SHORT PROBLEM: Reproduce every item below verbatim, keeping each line unchanged and in its original order.

══════════

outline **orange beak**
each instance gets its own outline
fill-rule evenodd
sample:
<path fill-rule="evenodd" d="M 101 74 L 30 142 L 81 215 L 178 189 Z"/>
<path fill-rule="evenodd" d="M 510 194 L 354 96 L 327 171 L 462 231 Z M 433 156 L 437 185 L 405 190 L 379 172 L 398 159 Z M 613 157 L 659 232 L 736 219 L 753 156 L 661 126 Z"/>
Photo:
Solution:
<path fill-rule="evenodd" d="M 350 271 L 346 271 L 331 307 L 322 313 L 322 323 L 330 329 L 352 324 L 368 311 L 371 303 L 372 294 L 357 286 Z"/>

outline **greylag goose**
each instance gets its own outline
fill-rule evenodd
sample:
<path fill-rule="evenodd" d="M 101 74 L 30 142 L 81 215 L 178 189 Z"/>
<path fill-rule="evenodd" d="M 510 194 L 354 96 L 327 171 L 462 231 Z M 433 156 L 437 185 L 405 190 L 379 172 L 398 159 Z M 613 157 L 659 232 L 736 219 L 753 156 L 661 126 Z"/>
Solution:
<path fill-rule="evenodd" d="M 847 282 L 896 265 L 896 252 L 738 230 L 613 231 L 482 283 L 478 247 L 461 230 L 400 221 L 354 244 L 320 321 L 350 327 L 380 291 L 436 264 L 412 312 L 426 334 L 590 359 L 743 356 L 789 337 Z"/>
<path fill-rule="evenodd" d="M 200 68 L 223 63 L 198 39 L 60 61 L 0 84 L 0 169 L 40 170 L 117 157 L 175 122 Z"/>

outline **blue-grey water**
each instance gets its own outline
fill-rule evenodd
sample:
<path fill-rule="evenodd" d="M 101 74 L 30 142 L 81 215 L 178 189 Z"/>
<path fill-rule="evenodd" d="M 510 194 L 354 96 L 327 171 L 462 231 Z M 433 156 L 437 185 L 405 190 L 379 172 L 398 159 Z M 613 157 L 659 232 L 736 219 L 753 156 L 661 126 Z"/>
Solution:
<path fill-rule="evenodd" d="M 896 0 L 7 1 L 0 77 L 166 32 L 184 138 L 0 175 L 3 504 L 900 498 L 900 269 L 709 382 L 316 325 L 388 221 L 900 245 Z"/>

══════════

RESULT:
outline **orange beak**
each instance gets its own outline
fill-rule evenodd
sample:
<path fill-rule="evenodd" d="M 101 74 L 30 142 L 81 215 L 178 189 Z"/>
<path fill-rule="evenodd" d="M 510 194 L 354 96 L 327 171 L 462 231 Z M 433 156 L 437 185 L 405 190 L 379 172 L 398 159 Z M 613 157 L 659 232 L 736 219 L 753 156 L 661 126 Z"/>
Photo:
Solution:
<path fill-rule="evenodd" d="M 350 271 L 346 271 L 331 307 L 322 313 L 322 323 L 330 329 L 352 324 L 368 311 L 371 303 L 372 294 L 357 286 Z"/>

outline **greylag goose**
each instance gets its own outline
fill-rule evenodd
sample:
<path fill-rule="evenodd" d="M 101 74 L 30 142 L 81 215 L 178 189 Z"/>
<path fill-rule="evenodd" d="M 510 194 L 354 96 L 327 171 L 462 231 Z M 433 156 L 437 185 L 405 190 L 379 172 L 398 159 Z M 613 157 L 659 232 L 736 219 L 753 156 L 661 126 Z"/>
Solution:
<path fill-rule="evenodd" d="M 847 282 L 896 265 L 896 252 L 738 230 L 613 231 L 482 283 L 478 247 L 461 230 L 400 221 L 354 244 L 320 321 L 350 327 L 380 291 L 436 264 L 412 312 L 426 334 L 590 359 L 743 356 L 789 337 Z"/>
<path fill-rule="evenodd" d="M 200 68 L 223 63 L 198 39 L 60 61 L 0 84 L 0 169 L 40 170 L 117 157 L 175 122 Z"/>

outline **blue-grey water**
each instance gets its own outline
fill-rule evenodd
sample:
<path fill-rule="evenodd" d="M 101 74 L 30 142 L 81 215 L 178 189 Z"/>
<path fill-rule="evenodd" d="M 510 194 L 354 96 L 327 171 L 462 231 Z M 433 156 L 437 185 L 405 190 L 379 172 L 398 159 Z M 613 157 L 659 232 L 736 219 L 753 156 L 661 126 Z"/>
Solution:
<path fill-rule="evenodd" d="M 896 0 L 7 1 L 0 77 L 166 32 L 184 138 L 0 175 L 3 504 L 900 498 L 900 269 L 709 382 L 316 325 L 388 221 L 900 245 Z"/>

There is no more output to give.